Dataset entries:
═══

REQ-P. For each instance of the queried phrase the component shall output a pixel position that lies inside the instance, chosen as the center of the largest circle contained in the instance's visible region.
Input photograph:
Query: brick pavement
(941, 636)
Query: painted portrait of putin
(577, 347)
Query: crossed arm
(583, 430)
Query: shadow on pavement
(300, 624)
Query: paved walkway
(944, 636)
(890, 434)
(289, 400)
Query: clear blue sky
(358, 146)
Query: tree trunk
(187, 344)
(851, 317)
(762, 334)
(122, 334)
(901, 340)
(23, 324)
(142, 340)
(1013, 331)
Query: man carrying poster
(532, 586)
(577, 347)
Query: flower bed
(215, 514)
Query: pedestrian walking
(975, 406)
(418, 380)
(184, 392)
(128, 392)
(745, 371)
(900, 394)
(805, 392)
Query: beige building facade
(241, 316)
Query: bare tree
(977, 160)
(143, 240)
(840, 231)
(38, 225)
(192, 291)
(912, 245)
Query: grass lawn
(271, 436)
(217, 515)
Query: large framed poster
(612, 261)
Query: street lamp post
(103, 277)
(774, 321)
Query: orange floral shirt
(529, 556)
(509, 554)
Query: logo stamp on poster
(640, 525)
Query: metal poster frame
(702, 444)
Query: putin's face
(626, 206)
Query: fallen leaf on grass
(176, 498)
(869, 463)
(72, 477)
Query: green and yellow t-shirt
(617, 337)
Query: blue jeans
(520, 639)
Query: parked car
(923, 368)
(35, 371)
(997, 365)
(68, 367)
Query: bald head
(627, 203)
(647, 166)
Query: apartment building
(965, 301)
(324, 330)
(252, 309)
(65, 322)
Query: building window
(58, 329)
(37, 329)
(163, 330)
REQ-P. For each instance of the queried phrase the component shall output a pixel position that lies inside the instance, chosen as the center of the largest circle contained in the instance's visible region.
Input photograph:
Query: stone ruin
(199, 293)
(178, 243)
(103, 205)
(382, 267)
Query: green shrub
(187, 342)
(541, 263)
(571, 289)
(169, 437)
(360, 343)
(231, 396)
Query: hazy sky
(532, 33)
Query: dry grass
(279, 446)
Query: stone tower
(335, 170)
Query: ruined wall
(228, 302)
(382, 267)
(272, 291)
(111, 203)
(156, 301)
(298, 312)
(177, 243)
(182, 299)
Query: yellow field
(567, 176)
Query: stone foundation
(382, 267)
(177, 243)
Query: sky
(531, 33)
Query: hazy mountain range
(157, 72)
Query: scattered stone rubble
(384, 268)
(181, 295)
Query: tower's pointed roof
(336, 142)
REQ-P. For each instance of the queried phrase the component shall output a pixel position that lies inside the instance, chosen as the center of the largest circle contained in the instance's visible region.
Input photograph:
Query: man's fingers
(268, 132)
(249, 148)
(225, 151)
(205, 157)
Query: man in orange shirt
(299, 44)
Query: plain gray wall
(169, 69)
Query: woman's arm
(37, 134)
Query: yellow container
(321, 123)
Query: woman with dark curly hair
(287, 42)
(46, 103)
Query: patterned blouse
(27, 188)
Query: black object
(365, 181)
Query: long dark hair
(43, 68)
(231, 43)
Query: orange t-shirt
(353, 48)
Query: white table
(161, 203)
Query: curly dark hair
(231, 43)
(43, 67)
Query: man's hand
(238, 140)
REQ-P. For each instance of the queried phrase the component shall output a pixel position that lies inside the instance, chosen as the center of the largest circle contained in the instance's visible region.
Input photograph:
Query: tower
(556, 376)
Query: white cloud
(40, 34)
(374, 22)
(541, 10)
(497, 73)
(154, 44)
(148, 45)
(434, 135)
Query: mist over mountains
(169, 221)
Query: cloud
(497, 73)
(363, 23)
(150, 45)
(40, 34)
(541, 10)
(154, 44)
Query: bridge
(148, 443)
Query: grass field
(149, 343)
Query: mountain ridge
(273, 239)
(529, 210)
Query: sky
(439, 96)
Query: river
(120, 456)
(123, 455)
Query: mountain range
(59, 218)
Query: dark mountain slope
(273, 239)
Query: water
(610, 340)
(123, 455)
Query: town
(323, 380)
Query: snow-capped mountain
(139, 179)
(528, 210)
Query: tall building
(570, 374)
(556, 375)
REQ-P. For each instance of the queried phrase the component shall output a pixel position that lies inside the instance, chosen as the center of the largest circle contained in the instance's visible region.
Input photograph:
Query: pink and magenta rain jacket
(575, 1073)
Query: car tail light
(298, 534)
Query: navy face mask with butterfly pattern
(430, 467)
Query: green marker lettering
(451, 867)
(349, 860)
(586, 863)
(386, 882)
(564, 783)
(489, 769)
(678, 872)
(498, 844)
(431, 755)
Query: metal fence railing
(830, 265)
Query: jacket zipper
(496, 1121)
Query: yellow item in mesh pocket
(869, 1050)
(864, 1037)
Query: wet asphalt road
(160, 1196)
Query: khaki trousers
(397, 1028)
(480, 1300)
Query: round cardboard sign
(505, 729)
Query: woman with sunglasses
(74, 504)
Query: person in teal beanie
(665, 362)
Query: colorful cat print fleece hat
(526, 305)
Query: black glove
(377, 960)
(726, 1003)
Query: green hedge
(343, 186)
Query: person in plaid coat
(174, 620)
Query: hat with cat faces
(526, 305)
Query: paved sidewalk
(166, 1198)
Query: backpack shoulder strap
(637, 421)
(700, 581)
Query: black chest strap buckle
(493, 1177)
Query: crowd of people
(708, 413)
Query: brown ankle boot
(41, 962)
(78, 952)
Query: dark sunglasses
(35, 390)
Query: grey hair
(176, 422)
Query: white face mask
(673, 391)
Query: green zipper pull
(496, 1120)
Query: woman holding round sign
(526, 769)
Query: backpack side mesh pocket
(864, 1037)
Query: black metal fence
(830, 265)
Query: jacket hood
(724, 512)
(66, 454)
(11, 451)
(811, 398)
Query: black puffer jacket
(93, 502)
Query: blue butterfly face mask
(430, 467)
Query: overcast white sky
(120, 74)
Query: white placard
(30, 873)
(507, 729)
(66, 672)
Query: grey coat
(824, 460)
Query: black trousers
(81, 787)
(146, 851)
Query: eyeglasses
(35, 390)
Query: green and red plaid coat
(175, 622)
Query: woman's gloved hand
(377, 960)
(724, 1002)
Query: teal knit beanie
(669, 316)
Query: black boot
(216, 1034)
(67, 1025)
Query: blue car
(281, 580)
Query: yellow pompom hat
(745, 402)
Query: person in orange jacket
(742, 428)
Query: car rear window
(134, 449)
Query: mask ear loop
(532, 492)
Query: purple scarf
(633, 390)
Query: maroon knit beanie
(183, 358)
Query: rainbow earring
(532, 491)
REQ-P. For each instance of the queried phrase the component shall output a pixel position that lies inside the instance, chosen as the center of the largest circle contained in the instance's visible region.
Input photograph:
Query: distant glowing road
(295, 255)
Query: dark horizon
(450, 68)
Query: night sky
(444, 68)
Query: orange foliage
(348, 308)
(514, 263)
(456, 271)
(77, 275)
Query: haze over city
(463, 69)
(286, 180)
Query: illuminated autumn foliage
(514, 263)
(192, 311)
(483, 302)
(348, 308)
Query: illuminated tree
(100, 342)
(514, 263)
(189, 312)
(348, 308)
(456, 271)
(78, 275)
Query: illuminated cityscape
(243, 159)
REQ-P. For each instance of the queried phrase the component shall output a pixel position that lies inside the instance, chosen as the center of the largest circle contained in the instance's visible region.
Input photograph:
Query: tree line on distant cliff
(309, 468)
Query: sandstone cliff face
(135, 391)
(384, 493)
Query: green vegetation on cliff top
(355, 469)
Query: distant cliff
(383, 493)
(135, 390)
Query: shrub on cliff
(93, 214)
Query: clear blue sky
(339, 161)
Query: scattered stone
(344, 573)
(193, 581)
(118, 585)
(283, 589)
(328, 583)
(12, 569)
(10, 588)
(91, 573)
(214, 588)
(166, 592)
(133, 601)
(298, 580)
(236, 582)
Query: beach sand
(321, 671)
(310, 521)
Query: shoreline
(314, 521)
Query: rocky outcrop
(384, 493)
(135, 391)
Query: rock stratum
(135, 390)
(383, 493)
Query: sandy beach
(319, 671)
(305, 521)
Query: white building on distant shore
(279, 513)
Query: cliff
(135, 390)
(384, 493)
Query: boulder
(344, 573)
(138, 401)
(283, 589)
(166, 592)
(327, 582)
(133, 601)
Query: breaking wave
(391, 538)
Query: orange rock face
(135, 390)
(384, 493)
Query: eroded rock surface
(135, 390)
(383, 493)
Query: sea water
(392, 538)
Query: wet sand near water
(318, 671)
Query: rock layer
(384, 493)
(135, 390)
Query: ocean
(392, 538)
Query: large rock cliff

═══

TASK GOAL: Your answer should hold exactly the lines from the one containing "Query: boulder" through the end of the entries above, and nothing else.

TASK OUTPUT:
Query: boulder
(344, 573)
(138, 401)
(283, 589)
(166, 592)
(327, 582)
(133, 601)
Query: breaking wave
(391, 538)
Query: orange rock face
(135, 390)
(384, 493)
Query: eroded rock surface
(135, 390)
(383, 493)
Query: sea water
(392, 538)
Query: wet sand near water
(318, 671)
Query: rock layer
(384, 493)
(135, 390)
Query: ocean
(392, 538)
Query: large rock cliff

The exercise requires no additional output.